What to work on
Exactly as written, transcribe the lines that run from the one containing "of the dirt" to the end of the records below.

## Begin Provided data

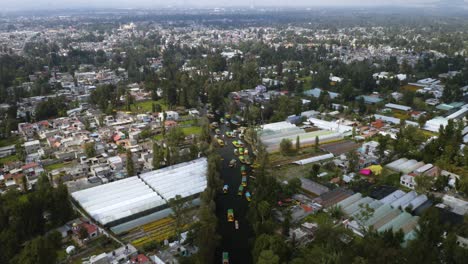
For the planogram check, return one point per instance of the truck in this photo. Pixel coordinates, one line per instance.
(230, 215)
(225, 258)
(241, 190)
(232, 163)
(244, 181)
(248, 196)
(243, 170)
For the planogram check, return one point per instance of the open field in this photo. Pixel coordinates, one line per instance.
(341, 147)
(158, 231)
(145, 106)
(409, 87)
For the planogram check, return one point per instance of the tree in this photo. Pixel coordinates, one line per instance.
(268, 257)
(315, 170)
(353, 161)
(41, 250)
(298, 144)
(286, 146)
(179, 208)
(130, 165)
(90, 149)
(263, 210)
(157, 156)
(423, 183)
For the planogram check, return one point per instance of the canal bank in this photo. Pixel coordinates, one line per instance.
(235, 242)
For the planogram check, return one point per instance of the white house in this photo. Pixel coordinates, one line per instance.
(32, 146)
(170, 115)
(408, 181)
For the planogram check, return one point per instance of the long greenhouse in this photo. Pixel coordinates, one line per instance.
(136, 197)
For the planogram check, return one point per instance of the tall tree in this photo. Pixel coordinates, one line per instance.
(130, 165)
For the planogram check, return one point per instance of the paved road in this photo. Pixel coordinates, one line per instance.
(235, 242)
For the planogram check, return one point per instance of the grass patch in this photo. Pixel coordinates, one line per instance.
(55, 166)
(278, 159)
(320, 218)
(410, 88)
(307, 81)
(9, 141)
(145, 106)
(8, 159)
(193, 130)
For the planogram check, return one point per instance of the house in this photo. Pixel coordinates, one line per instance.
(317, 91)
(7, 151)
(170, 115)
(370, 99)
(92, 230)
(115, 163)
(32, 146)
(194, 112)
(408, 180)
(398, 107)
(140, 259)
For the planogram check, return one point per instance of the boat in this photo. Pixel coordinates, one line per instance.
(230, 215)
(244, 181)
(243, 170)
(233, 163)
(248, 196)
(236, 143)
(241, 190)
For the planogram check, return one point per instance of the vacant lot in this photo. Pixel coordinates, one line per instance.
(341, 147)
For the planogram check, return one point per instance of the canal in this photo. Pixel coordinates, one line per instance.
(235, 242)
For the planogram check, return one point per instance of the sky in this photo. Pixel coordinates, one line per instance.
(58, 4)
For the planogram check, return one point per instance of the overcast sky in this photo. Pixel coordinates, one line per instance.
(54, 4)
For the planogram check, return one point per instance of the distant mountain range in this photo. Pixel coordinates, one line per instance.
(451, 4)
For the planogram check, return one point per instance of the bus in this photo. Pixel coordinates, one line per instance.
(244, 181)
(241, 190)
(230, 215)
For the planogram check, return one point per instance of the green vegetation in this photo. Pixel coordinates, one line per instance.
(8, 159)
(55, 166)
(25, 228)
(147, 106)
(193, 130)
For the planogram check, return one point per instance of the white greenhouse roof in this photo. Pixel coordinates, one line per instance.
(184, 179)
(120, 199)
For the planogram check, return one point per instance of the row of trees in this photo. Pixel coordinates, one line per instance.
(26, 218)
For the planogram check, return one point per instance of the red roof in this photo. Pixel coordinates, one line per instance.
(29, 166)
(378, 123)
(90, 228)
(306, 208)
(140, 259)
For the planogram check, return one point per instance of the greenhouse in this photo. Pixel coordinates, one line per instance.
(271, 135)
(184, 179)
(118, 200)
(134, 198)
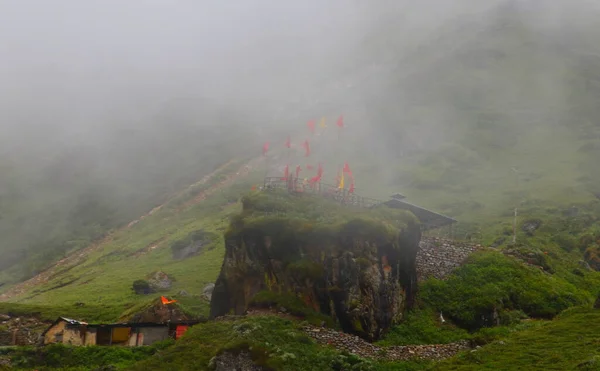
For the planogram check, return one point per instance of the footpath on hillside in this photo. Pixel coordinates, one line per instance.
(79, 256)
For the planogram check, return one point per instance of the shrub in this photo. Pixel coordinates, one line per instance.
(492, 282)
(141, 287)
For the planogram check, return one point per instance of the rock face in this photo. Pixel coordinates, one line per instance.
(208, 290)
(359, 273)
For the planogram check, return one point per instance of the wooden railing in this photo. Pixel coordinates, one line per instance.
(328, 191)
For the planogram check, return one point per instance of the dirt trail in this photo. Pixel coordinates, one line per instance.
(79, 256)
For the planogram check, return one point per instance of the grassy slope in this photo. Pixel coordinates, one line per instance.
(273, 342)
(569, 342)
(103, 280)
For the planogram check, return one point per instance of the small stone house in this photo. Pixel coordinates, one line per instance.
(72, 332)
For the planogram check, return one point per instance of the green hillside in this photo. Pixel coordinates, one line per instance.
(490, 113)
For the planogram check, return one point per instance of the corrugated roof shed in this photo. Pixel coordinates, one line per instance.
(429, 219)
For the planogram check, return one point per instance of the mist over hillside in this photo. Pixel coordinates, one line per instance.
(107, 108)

## End Provided data

Result of the exercise
For the planogram check, return one point per instance of the dirt trail in this photo. Pixel coordinates, one line per instance.
(79, 256)
For the planogram check, return one point per instance of the grassy slope in this photo. Pixel coordinates, one line per instance.
(273, 342)
(569, 342)
(103, 280)
For the planogram check, return one point per instance of the small stone house in this photo. Pixel coordinates, one line per instance.
(72, 332)
For the planogram check, return one point per instance of the green hillside in this photo. Pixel coordinates, one line per instance.
(490, 113)
For the planogram check, return one point per instance of the corrugated roof shed in this photo. Pixel coordinates, one line per instance.
(429, 219)
For the planogram check, return one point per instance of the mist over hillside in this photo. Pixel coordinates, one line per instance.
(107, 108)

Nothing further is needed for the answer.